KUTIPAN SUMBER.
Menulis itu...
Saya
memang tidak mengikuti anjuran di atas. Karena malam itu saya menghabiskan
waktu untuk membaca buku yang berjudul Struggling
in Hope (Bergumul dalam Pengharapan) : Buku Penghargaan untuk Pdt. Dr. Eka
Darmaputera (2001). Sebuah buku yang berisi kumpulan tulisan dari beberapa
orang yang cukup ahli di bidangnya (terlebih khusus bidang Agama-agama dan
Masyarakat) yang sengaja dikumpulkan untuk dipersembahkan sebagai penghargaan
bagi Pdt. Dr. Eka Darmaputera yang waktu itu memasuki masa Emeritus (Pensiun)
sebagai seorang Pendeta.
Buku itu saya pinjam dari Pdt. Jan C. M. Waworuntu,
S.Th., yang sekarang ini menjadi Ketua Jemaat GMIM Baitel Girian, tempat saya
melaksanakan KKN (Kuliah Kerja Nyata). Ya, saya sekarang berstatus sebagai
Mahasiswa Peserta KKN Universitas Kristen Indonesia Tomohon (UKIT) tahun 2012
di Kelurahan Girian Atas, Kecamatan Girian, Kota Bitung, Provinsi Sulawesi
Utara.

ENTRI YANG DITAMPILKAN.
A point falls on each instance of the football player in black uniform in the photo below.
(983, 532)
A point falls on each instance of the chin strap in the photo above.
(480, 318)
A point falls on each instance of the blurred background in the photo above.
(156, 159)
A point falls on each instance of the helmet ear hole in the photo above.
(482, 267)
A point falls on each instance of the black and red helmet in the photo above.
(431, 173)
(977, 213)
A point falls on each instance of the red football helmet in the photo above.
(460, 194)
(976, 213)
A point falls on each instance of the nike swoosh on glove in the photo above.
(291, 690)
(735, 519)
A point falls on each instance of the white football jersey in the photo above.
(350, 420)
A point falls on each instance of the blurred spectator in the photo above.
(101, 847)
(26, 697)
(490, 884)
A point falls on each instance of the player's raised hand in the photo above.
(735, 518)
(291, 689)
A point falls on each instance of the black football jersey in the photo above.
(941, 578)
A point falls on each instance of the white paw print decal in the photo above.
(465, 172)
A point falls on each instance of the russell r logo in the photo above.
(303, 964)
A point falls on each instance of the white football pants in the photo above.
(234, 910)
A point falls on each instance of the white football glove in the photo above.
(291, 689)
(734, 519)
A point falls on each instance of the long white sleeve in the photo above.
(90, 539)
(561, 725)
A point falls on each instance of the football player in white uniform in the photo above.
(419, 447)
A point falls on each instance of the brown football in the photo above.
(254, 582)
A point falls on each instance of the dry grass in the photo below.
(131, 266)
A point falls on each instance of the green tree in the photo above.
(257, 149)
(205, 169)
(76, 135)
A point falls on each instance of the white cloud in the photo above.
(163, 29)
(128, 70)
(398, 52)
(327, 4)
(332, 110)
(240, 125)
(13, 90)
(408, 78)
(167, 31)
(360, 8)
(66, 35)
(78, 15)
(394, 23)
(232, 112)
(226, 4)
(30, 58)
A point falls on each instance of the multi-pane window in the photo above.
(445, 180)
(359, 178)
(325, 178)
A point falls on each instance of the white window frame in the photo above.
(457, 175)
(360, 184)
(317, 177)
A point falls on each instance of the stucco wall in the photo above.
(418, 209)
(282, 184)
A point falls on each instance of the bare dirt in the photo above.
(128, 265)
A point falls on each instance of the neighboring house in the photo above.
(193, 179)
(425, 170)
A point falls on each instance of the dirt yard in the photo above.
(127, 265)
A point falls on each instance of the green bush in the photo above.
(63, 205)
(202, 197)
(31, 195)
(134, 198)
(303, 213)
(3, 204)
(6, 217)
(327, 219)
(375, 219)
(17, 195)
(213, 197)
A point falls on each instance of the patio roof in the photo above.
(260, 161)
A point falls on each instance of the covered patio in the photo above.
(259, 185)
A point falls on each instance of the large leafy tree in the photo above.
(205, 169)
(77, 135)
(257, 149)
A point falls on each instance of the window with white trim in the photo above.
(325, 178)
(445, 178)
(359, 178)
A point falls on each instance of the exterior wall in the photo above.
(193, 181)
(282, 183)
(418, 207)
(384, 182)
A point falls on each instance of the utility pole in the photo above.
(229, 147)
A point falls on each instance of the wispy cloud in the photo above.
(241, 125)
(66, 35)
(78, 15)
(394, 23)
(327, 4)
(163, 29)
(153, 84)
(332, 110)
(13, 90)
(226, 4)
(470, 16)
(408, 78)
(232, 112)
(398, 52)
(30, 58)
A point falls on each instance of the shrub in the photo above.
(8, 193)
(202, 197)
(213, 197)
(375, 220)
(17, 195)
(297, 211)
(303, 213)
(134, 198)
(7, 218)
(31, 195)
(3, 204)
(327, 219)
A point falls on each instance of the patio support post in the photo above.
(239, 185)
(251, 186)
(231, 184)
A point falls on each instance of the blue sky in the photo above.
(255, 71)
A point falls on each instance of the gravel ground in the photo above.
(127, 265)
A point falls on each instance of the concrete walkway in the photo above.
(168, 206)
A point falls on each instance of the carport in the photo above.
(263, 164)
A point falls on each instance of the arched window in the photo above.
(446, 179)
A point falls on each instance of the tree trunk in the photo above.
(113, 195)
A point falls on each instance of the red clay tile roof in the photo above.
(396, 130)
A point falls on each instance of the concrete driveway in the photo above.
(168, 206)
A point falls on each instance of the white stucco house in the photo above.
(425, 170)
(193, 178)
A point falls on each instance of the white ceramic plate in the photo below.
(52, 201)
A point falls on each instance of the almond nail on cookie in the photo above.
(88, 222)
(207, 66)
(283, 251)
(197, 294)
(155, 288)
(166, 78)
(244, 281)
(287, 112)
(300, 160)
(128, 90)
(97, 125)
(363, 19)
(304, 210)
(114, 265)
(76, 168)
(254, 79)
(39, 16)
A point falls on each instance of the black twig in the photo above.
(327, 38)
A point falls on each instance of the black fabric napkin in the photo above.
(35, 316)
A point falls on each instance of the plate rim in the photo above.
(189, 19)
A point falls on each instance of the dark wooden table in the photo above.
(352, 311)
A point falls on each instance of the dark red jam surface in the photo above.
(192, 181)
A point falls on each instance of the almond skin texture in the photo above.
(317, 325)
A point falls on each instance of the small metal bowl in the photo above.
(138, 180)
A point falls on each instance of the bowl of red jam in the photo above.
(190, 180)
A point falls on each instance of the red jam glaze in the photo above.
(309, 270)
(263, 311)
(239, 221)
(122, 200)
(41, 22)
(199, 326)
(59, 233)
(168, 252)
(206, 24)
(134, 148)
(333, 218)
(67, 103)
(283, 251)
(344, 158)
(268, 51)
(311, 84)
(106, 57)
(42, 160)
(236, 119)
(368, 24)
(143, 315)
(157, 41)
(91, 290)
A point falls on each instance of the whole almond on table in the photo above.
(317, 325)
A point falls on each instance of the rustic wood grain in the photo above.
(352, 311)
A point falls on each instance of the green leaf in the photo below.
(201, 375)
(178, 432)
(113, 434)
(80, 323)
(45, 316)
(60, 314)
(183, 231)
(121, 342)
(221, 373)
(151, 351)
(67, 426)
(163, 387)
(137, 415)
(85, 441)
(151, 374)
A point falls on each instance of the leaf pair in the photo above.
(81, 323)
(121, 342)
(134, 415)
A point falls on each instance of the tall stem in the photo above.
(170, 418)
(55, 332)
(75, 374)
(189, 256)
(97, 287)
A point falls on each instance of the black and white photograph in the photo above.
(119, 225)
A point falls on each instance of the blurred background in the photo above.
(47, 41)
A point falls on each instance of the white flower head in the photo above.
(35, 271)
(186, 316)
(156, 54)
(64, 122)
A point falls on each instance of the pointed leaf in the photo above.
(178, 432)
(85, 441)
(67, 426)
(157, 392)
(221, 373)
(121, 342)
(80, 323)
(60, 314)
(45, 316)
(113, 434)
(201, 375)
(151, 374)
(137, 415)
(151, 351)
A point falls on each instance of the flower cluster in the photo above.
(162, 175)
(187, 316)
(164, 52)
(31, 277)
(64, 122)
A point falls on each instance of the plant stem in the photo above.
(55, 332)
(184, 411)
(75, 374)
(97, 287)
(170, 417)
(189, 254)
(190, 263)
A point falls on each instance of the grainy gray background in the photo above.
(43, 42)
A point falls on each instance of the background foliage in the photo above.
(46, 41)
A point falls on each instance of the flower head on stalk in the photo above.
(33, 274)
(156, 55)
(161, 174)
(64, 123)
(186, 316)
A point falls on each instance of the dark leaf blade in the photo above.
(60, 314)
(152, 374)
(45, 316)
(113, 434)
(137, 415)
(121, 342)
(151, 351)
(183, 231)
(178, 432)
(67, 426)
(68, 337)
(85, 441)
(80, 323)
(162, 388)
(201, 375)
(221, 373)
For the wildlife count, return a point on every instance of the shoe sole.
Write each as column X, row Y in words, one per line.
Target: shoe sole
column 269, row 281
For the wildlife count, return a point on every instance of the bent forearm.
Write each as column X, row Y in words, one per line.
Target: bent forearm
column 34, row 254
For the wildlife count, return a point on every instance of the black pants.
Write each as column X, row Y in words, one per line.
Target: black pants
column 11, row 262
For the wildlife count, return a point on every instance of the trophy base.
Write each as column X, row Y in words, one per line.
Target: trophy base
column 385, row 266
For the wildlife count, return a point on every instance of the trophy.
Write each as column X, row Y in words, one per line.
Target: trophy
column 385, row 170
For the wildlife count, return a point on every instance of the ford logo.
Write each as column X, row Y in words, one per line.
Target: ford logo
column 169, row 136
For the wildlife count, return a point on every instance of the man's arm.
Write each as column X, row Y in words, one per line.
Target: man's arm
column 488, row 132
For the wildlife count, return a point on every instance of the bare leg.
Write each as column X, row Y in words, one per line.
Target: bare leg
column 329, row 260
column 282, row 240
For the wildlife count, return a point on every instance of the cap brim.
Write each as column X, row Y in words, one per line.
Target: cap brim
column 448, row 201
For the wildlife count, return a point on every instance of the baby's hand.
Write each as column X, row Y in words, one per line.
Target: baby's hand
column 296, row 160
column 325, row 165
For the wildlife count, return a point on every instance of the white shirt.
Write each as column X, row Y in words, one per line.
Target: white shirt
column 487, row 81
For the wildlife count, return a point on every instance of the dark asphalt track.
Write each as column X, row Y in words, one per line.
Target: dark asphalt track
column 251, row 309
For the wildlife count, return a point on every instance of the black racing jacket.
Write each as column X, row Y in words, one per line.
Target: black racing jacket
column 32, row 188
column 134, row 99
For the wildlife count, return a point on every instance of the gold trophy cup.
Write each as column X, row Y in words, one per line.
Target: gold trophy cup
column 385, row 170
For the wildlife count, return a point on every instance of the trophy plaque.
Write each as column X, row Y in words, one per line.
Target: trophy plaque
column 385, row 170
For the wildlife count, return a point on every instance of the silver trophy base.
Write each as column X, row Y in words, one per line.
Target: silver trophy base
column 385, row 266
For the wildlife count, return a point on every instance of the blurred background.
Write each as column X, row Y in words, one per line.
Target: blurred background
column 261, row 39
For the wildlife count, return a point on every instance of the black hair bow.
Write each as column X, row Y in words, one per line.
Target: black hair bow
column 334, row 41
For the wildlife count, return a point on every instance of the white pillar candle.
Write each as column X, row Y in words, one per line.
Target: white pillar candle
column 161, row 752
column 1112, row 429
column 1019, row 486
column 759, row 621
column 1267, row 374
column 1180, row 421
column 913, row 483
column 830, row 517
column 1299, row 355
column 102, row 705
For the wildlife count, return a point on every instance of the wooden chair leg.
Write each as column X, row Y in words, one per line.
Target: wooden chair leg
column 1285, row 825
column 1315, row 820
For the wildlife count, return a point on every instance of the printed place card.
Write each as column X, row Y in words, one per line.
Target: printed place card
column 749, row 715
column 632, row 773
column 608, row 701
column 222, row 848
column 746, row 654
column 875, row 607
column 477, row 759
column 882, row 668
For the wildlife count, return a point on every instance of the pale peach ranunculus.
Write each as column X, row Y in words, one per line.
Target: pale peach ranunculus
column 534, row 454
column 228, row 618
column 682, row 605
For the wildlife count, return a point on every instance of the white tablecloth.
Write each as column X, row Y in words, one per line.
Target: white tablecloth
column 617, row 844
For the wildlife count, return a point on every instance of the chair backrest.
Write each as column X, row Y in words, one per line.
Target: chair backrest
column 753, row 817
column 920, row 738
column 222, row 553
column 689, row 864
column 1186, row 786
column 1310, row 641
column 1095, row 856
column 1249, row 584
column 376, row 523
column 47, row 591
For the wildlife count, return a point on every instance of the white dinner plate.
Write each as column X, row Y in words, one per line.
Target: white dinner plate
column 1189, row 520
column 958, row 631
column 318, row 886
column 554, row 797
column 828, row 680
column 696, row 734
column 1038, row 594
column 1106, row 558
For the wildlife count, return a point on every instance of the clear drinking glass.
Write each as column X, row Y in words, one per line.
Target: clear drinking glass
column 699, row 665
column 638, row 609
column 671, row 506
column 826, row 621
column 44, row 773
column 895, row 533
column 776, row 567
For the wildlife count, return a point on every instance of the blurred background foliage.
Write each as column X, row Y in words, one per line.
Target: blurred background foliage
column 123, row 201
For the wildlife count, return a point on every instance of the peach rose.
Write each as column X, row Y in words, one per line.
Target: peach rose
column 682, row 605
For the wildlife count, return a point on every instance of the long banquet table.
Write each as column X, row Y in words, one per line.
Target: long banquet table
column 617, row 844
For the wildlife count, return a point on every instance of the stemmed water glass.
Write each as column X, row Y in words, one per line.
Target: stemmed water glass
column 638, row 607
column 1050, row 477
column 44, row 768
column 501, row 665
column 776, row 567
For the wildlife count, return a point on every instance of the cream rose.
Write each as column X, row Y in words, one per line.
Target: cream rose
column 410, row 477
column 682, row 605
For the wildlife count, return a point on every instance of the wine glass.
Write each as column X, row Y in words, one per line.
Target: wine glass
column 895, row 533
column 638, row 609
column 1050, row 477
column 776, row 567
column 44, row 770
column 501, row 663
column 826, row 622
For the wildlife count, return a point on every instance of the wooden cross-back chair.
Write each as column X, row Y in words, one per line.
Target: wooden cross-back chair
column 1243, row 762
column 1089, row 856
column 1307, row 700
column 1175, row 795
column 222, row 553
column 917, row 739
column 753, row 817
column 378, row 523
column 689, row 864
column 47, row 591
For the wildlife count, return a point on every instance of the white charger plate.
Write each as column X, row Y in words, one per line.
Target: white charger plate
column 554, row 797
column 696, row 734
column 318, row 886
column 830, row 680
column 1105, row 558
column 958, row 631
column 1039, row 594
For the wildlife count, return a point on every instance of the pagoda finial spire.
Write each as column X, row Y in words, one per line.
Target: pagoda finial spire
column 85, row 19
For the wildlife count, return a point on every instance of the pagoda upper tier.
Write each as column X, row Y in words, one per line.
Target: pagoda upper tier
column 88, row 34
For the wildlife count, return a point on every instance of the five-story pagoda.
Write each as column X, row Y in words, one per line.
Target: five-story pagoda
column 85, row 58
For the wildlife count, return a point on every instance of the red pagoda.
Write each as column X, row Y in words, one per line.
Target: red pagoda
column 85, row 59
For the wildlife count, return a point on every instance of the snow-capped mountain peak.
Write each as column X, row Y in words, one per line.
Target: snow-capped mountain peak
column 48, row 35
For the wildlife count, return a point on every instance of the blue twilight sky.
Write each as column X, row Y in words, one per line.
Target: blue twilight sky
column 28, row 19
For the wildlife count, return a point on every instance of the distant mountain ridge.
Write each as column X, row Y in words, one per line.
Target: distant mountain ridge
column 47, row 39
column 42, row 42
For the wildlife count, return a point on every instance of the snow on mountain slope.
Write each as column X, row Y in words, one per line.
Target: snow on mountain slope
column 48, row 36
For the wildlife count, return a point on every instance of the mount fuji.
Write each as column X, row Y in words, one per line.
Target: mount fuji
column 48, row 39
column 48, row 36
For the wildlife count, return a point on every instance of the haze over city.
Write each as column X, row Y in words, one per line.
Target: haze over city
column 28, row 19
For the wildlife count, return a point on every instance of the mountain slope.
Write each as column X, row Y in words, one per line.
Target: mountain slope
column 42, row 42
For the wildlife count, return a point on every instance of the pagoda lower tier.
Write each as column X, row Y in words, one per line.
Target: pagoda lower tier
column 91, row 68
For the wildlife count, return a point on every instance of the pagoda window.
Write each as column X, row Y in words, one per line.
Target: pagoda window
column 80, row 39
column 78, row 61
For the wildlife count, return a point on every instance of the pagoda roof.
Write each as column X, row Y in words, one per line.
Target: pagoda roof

SOAL LATIHAN.
A: Tulis ulang kata demi kata baris-baris entri, mulai dari baris yang memuat "distant mountain ridge." hingga baris terakhir entri, termasuk kedua ujungnya.
B: Teruskan kutipan tentang buku pinjaman dan masa KKN di Girian itu dari bagian tempat teksnya berhenti.

JAWABAN YANG DIHARAPKAN.
A:
For the wildlife count, return a point on every instance of the distant mountain ridge.
Write each as column X, row Y in words, one per line.
Target: distant mountain ridge
column 47, row 39
column 42, row 42
For the wildlife count, return a point on every instance of the snow on mountain slope.
Write each as column X, row Y in words, one per line.
Target: snow on mountain slope
column 48, row 36
For the wildlife count, return a point on every instance of the mount fuji.
Write each as column X, row Y in words, one per line.
Target: mount fuji
column 48, row 39
column 48, row 36
For the wildlife count, return a point on every instance of the haze over city.
Write each as column X, row Y in words, one per line.
Target: haze over city
column 28, row 19
For the wildlife count, return a point on every instance of the mountain slope.
Write each as column X, row Y in words, one per line.
Target: mountain slope
column 42, row 42
For the wildlife count, return a point on every instance of the pagoda lower tier.
Write each as column X, row Y in words, one per line.
Target: pagoda lower tier
column 91, row 68
For the wildlife count, return a point on every instance of the pagoda window.
Write each as column X, row Y in words, one per line.
Target: pagoda window
column 80, row 39
column 78, row 61
For the wildlife count, return a point on every instance of the pagoda roof.
Write each as column X, row Y in words, one per line.
Target: pagoda roof

B:
Selama 2 Bulan, kami (saya dan 3 rekan lainnya)
ditugaskan untuk melaksanakan KKN di Kelurahan Girian Atas, sejak tanggal 2 Juli hingga 2 September tahun 2012.
Karena hubungan baik yang terjalin antara kami Mahasiswa KKN dengan Jemaat GMIM
Baitel Girian, maka saya berkesempatan untuk meminjam buku dari Ketua Jemaat
tersebut.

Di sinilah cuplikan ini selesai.